= Assignment =
For the records below, count the lines containing the word "stem" and reply with the number alone.

─── Provided records

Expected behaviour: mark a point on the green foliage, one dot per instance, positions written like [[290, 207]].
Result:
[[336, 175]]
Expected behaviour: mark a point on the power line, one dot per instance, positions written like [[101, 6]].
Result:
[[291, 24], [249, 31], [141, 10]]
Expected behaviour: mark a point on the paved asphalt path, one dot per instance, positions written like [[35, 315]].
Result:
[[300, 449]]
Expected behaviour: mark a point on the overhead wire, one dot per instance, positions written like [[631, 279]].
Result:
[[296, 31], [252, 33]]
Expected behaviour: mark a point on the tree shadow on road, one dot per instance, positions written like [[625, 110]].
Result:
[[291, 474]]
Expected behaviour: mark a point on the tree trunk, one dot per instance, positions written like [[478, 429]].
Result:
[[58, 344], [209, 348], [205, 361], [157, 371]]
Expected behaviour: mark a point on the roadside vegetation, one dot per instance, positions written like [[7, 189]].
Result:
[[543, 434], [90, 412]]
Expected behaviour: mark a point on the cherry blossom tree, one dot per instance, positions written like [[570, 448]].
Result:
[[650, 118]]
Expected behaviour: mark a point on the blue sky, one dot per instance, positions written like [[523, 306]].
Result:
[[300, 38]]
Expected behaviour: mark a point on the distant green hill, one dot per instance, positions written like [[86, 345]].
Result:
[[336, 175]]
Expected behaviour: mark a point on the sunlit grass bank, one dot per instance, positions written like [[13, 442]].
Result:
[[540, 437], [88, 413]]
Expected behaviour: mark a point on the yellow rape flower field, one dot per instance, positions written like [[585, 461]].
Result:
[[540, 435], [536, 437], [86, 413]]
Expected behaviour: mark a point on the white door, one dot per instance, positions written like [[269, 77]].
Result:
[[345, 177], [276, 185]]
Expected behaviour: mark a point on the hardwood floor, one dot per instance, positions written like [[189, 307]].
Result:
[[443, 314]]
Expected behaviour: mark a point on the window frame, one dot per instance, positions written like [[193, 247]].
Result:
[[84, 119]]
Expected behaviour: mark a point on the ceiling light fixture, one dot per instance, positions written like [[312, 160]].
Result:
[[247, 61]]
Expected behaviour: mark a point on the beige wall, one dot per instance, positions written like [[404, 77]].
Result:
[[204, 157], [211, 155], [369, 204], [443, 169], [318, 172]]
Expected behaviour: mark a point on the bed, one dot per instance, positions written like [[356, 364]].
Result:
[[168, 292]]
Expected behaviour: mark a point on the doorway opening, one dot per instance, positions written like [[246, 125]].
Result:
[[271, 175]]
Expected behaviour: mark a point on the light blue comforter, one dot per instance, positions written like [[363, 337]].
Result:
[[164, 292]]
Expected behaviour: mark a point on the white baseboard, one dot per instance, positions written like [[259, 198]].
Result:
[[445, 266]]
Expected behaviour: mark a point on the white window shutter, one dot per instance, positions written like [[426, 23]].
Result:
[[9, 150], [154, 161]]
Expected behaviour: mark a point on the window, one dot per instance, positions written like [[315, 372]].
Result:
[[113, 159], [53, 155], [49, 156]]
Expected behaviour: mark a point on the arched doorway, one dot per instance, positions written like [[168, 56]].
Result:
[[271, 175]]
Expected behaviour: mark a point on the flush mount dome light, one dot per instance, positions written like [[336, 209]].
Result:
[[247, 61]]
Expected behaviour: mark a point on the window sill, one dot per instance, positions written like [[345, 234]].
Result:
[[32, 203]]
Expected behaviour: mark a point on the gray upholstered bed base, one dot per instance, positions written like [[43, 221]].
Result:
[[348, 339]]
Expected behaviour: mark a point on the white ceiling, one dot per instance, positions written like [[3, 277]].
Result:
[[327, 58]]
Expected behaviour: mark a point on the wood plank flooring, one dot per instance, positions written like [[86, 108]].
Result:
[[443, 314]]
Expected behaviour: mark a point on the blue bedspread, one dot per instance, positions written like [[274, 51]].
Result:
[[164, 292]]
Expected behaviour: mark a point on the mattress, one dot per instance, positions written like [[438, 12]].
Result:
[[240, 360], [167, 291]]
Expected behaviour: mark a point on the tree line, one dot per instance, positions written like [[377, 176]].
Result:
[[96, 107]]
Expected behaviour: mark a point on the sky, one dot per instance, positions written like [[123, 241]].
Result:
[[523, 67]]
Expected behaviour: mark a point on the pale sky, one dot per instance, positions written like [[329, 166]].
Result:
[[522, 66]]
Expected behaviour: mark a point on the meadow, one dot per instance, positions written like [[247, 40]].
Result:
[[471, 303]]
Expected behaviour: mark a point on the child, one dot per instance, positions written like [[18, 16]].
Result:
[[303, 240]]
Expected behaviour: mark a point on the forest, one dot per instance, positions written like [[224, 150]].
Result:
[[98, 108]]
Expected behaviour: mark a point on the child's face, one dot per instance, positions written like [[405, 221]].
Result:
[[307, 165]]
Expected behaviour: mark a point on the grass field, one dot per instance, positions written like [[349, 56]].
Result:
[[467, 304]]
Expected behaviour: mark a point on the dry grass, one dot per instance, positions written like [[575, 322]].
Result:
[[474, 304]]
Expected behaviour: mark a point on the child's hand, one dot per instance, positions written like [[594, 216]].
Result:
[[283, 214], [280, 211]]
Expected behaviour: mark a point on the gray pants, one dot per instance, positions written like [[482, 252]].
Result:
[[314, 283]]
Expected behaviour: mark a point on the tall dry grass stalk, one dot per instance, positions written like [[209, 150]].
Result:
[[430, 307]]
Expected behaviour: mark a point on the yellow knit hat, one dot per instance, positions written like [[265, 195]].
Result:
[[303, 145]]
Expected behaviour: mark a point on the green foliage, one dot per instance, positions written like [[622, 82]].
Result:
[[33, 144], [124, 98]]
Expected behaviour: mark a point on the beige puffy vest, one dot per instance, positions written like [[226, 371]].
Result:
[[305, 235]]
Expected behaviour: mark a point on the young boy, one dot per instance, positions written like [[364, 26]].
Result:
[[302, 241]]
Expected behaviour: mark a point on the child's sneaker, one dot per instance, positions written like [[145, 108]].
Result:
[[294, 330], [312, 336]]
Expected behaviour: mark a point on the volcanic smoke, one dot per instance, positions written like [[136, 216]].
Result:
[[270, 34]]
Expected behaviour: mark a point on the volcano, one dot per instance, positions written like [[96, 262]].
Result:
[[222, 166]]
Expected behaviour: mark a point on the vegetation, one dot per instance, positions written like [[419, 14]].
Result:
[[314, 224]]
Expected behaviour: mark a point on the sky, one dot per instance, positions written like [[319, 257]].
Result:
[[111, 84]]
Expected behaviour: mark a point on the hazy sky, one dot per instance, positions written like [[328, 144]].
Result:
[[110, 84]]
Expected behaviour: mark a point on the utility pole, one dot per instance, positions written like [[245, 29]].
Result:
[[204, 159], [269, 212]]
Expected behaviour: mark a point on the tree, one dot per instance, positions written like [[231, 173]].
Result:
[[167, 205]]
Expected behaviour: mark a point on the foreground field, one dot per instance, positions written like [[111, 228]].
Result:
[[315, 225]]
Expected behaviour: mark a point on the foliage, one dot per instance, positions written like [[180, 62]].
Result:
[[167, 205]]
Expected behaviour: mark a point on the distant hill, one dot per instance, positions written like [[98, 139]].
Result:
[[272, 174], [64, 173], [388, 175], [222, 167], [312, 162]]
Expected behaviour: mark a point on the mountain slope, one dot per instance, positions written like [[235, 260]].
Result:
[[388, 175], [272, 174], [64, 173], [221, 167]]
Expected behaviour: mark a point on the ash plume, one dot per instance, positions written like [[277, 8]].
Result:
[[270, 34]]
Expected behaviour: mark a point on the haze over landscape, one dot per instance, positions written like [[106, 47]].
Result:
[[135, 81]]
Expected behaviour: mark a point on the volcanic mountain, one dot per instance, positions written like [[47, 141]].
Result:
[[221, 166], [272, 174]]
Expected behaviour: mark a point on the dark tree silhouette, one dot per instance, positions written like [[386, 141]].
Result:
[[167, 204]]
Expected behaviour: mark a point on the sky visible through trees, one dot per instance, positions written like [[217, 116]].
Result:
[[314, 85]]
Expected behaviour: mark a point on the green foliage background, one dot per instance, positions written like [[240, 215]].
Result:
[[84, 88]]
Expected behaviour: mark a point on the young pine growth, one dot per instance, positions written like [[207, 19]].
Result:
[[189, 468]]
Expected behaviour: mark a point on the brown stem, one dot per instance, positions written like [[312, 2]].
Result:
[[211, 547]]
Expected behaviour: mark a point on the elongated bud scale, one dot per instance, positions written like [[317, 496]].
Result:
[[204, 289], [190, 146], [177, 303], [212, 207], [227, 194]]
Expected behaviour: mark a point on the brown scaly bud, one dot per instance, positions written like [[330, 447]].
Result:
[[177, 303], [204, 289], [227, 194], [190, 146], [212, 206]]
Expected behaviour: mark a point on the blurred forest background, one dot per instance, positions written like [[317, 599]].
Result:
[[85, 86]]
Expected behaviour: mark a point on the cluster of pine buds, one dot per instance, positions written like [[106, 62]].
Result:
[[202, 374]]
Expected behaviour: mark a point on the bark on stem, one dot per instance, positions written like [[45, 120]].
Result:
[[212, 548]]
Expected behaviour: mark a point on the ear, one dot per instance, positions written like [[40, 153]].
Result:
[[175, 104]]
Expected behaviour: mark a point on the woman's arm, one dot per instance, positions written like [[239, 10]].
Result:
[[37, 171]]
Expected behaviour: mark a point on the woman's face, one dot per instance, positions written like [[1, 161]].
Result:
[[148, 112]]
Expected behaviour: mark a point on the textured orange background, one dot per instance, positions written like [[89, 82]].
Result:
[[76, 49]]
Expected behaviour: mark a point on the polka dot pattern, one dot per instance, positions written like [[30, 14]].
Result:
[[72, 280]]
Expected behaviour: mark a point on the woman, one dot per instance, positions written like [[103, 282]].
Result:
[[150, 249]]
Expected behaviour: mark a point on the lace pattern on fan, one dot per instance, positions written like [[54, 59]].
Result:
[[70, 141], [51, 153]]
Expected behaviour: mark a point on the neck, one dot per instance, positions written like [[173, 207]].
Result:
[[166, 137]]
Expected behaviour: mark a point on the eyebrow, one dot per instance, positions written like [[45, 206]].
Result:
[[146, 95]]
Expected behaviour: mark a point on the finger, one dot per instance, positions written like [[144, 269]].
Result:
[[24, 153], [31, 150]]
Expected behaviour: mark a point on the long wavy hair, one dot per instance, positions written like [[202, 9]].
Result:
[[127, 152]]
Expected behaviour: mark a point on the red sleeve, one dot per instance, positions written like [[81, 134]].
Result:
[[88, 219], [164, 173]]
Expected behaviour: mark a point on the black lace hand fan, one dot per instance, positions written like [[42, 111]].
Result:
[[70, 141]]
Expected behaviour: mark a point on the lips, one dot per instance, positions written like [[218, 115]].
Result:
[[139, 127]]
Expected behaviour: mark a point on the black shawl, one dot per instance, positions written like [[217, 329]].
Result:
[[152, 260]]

──────

= Expected answer =
2